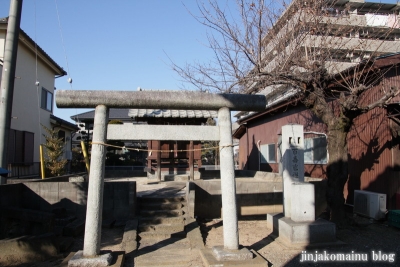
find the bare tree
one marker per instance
(320, 52)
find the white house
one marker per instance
(32, 103)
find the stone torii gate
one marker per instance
(103, 100)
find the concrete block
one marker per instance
(210, 261)
(303, 202)
(24, 250)
(78, 260)
(306, 233)
(75, 228)
(273, 221)
(129, 242)
(76, 179)
(222, 254)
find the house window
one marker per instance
(20, 146)
(47, 100)
(268, 153)
(315, 150)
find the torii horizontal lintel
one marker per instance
(163, 132)
(159, 100)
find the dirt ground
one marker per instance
(366, 237)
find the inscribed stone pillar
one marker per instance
(228, 186)
(91, 246)
(292, 162)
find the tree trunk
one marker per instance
(337, 171)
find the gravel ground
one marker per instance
(365, 238)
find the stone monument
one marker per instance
(297, 226)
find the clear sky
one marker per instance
(115, 45)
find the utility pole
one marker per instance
(7, 78)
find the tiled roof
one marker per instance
(114, 113)
(167, 113)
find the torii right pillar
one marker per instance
(297, 226)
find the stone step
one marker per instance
(153, 244)
(174, 227)
(160, 199)
(164, 258)
(177, 177)
(163, 213)
(162, 234)
(160, 206)
(161, 220)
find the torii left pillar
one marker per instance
(90, 256)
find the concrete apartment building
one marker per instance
(347, 31)
(343, 34)
(32, 104)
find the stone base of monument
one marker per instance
(300, 234)
(219, 257)
(107, 258)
= = = = = = =
• [INSTRUCTIONS TO FOLLOW] What you give back must match the lines from the start of the records through the line that contains "find the tiled roof", exactly, with the pictures left out.

• [COMPLETED EXERCISE]
find the bare tree
one marker per instance
(320, 52)
find the white house
one marker per instance
(32, 103)
find the stone torii gate
one marker per instance
(103, 100)
find the concrete block
one marker per instance
(210, 261)
(303, 202)
(24, 250)
(78, 260)
(306, 233)
(75, 228)
(273, 221)
(129, 242)
(76, 179)
(222, 254)
find the house window
one marker per instance
(20, 146)
(47, 100)
(268, 153)
(315, 150)
find the torii horizontal lintel
one marker per instance
(163, 132)
(159, 100)
find the dirt ground
one marker per instance
(366, 237)
find the inscribed stone pillar
one marker per instance
(228, 186)
(91, 246)
(292, 162)
find the tree trunk
one marker per instance
(337, 171)
find the gravel ground
one marker per instance
(365, 238)
find the stone monument
one marker per instance
(297, 226)
find the clear sky
one marker per instance
(115, 45)
find the utility pole
one marker per instance
(7, 78)
find the tiled roof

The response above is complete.